### REQUEST 1
According to the passage on the origins of agriculture in the Near East, in which part of the Levantine Corridor did cultivation probably begin?
### REQUEST 2
Resume the passage on the origins of agriculture in the Near East, picking up right after its final sentence.

─── ARTICLE ───

Chapter 2 --- The Origins of Agriculture in the Near East

Ofer Bar-Yosef and Richard Meadow

INTRODUCTION

Excerpts and Definitions and Addendums:

Agriculture in the Near East is a mixed economy that incorporates both cultivation and animal husbandry. The two emerged one after the other and became part of a single system during the ninth millennium *bp. In this chapter we discuss first the origins of cultivation, which began as an innovation in the Levantine Corridor, probably in its southern portion between Damascus and Jericho. Secondly we discuss issues involved in the domestication of goats, sheep, cattle and pigs, all of which began to be kept and bred by humans practicing cultivation.

Several lines of evidence indicate that what has been suggested by van Zeist (See #1 Below) and Zohary (See #2 Below) is correct: namely that a small region within the Levantine Corridor was the original locus of cultivation during the late eleventh or early tenth millennium. In contrast, goats could have been domesticated in various parts of the Near East no earler than the late tenth millennium and sheep probably began to be herded in the foothills or plains below the Zagros and Taurus ranges. Cattle and pigs seem to have been somewhat later domesticates, appearing over a large area in the late ninth millennium.

The sequence of socioeconomics changes is relatively well dated by radiocarbon determinations, particularly in the Levant. (In this chapter) we stress the coexistence of the early farmers with hunter-gatherers and argue that the development of agriculture involved a series of threshold events. We identify these events in the context of resource availability in the Near East and attempt to explain them on the basis of what is known today about the social and economic behavior of hunter-gatherers [See Chapter 9: ProtoAgricultural Practices Among Hunter-Gatherers by Lawrence Keeley]. [The authors] contend that in the Near East sedentism was a prerequisite for cereal cultivation and both were essential preconditions for animal husbandry. {In addition) we believe that agriculture both depended upon and intensified a concern for real as well as productive and alienable property – a concern that was the essential foundation for the development of complex urban societies in the region during subsequent millennia.

A particulary thorny problem is that of the spread of cultivation into the neighbouring regions of Anatolia and Iran. We find that the archaeological record from these areas is much less complete than that for the southern Levant, making it difficult to identify the mechanisms involved – whether diffusion or migration or a combination of the two. That there may have been independent invention seems to us unlikely although the cultivation and domestication of local plant and particularly animal forms almost certainly took place after the initial introduction from the outside. That there was a wave of rapid movement of the new subsistence system into regions bordering the Levant seems likely although we think this wave was actually an uneven series of movements affecting different areas at different times.

─── SUPPLIED INFORMATION ───

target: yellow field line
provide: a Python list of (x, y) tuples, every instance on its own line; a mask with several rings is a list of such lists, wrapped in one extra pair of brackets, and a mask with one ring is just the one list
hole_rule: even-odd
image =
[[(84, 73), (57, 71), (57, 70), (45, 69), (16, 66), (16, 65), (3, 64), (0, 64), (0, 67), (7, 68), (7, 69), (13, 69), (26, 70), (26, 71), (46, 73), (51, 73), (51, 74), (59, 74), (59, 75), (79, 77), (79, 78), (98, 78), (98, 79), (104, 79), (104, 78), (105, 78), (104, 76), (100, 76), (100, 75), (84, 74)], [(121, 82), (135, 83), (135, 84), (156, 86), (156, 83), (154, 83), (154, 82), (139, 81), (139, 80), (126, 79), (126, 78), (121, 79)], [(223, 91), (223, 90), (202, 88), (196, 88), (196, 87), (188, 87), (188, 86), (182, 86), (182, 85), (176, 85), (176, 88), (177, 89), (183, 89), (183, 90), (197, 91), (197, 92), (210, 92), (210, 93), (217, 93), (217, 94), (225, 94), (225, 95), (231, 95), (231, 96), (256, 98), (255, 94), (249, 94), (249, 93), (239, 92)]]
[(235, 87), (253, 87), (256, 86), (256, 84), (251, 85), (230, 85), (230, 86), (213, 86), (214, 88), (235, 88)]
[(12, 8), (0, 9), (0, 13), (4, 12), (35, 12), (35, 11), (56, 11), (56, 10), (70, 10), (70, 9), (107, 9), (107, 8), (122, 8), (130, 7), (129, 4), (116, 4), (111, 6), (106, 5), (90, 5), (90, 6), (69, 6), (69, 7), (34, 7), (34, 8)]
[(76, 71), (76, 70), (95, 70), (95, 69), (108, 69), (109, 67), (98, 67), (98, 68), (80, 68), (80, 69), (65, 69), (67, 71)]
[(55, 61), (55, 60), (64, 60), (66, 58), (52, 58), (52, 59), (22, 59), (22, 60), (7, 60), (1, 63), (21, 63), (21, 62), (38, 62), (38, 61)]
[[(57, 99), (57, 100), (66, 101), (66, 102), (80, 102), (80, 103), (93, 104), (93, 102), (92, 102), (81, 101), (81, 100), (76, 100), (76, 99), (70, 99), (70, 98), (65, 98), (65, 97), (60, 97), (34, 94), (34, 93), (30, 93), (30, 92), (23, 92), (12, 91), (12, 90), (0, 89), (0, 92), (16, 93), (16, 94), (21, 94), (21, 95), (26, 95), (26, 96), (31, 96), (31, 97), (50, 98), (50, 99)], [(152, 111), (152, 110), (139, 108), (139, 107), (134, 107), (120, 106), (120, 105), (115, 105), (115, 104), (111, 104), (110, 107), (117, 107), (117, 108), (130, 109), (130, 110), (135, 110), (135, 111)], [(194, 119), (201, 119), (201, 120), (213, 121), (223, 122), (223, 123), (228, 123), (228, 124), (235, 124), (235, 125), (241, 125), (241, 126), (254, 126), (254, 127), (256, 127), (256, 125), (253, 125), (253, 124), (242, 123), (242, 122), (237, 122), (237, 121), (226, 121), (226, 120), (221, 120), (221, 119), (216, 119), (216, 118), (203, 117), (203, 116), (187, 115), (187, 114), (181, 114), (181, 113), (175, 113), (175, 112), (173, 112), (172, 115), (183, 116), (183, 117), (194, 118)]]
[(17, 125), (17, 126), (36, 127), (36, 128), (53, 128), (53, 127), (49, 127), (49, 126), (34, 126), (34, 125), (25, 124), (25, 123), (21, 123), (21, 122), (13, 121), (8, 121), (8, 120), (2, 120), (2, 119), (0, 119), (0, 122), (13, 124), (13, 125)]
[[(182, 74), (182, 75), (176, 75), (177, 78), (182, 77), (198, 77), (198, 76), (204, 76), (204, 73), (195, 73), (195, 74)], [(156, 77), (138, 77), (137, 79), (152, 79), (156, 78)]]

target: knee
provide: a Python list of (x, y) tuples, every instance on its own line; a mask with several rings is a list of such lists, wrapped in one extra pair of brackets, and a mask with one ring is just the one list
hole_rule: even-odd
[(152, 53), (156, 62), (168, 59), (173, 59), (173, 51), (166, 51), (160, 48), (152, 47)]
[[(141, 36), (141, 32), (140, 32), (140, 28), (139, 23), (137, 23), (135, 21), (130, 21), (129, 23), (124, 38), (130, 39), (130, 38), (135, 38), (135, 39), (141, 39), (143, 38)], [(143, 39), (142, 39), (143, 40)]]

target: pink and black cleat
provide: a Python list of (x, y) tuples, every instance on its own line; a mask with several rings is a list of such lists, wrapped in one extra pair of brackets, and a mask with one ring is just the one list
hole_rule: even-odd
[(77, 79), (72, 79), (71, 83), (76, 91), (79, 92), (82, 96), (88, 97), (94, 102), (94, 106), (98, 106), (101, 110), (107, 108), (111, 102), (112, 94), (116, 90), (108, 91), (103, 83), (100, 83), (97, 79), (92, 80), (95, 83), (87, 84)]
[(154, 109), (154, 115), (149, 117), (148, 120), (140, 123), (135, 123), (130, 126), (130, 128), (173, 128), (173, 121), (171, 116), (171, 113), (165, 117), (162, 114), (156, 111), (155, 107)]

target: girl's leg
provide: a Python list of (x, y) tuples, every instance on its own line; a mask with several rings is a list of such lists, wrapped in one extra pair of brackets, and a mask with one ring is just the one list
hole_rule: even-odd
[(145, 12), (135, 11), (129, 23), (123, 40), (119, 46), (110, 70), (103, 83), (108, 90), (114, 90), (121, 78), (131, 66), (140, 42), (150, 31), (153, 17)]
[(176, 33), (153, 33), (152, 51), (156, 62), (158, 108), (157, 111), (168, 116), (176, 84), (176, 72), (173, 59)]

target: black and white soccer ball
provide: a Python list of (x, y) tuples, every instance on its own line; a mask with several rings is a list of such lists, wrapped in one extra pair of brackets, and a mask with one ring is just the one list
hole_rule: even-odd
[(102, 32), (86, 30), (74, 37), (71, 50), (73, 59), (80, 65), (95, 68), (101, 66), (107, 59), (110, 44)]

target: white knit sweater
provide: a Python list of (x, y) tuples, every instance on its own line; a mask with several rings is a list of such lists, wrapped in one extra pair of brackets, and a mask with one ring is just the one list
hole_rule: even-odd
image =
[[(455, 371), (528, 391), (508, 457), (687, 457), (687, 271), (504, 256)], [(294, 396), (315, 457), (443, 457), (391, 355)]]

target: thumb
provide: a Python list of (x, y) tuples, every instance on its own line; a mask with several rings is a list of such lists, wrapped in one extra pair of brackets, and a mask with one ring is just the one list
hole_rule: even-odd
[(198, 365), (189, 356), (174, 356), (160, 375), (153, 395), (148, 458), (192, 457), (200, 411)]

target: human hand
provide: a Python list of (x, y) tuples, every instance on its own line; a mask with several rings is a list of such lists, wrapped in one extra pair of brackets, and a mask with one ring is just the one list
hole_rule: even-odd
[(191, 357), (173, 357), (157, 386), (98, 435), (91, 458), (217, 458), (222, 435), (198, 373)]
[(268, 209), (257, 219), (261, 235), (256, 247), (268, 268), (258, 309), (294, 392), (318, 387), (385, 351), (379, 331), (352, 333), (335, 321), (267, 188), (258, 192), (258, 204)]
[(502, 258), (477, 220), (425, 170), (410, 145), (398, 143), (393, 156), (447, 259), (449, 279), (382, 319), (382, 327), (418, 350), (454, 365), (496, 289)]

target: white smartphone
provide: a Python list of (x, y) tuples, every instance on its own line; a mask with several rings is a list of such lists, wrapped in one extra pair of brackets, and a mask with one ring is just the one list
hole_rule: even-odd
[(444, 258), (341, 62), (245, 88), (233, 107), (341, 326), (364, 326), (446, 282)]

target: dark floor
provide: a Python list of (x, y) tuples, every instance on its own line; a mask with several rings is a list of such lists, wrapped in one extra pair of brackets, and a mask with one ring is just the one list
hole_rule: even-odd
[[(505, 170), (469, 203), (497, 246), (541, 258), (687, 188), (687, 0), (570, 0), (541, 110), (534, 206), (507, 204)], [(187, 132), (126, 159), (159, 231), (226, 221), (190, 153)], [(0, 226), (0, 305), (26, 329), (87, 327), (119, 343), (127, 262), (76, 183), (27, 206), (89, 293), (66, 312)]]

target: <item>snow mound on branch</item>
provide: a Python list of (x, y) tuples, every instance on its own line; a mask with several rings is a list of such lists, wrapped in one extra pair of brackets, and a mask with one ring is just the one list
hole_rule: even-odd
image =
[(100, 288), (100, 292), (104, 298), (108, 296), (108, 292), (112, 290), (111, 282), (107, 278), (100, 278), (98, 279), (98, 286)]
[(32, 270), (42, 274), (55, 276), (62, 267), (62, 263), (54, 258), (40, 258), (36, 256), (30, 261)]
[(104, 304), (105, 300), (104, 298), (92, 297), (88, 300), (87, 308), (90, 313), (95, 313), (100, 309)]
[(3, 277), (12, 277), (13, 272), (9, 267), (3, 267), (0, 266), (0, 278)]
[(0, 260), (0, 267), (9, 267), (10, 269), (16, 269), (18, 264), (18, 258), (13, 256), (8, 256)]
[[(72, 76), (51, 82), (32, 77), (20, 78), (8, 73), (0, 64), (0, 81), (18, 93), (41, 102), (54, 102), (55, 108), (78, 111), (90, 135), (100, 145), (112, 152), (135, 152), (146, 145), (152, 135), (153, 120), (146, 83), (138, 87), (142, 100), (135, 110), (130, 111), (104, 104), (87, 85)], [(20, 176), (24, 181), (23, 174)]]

───

### FINAL RESULT 1
In its southern portion, between Damascus and Jericho.

### FINAL RESULT 2
In order to provide a baseline for understanding the nature of the changes we lead off by discussing the Near East, its paleoclimate record and its currently available resources. Within the Near East the special characteristics of the coastal Levant enable us to reconstruct the foraging strategies of the last hunter-gatherers and allow us to suggest reasons for the establishment of the Natufian Culture. In retrospect, this entity, with its homeland in the southern Levant, marked in evolutionary terms a point of no return (See #3 Below). Unfortunately it is the least well understood part of that culture – the last phase of the Natufian – that was the brewing period for the emergence of systematic cultivation and significant population growth (See 3, 4, 5, and 6 Below) .....

*Years Before Present: the lower case bp is used
to indicate the uncalibrated radiocarbon years

1 Some Aspects of Early Neolithic
Plant Husbandry in the Near East

W. van Zeist (1988) Anatolia 15:49-68

2 Domestication of the Southwest Asian
Crop Assemblage of Cereals, Pulses and
Flax: The Evidence from the Living Plants

D. Zohary (1989) in [Pages 359 - 73] of
Foraging and Farming: The Evolution of
Plant Exploitation
- Edited by Harris and Hillman

3 The Origins of Sedentism and Farming
Communities in the Levant
(1989)
O. Bar-Yosef and A. Belfer-Cohen
Journal of World PreHistory 3:447-98

4 From Sedentary Hunter-Gatherers to
Territorial Farmers in the Levant
(1991)
O. Bar-Yosef and A. Belfer-Cohen
[Pages 181 – 202] In Between Bonds and States

5 From Foraging to Farming in the Mediterrannean Levant
O. Bar-Yosef and A. Belfer-Cohen (1992) [Pages 21 – 48]
in Transitions to Agriculture in PreHistory
Edited by Gebauer and Price

6 The Pleistocene to Holocene Transition
and Human Economy in Southwest Asia:
The Impact of the Youger Dryas
(1992)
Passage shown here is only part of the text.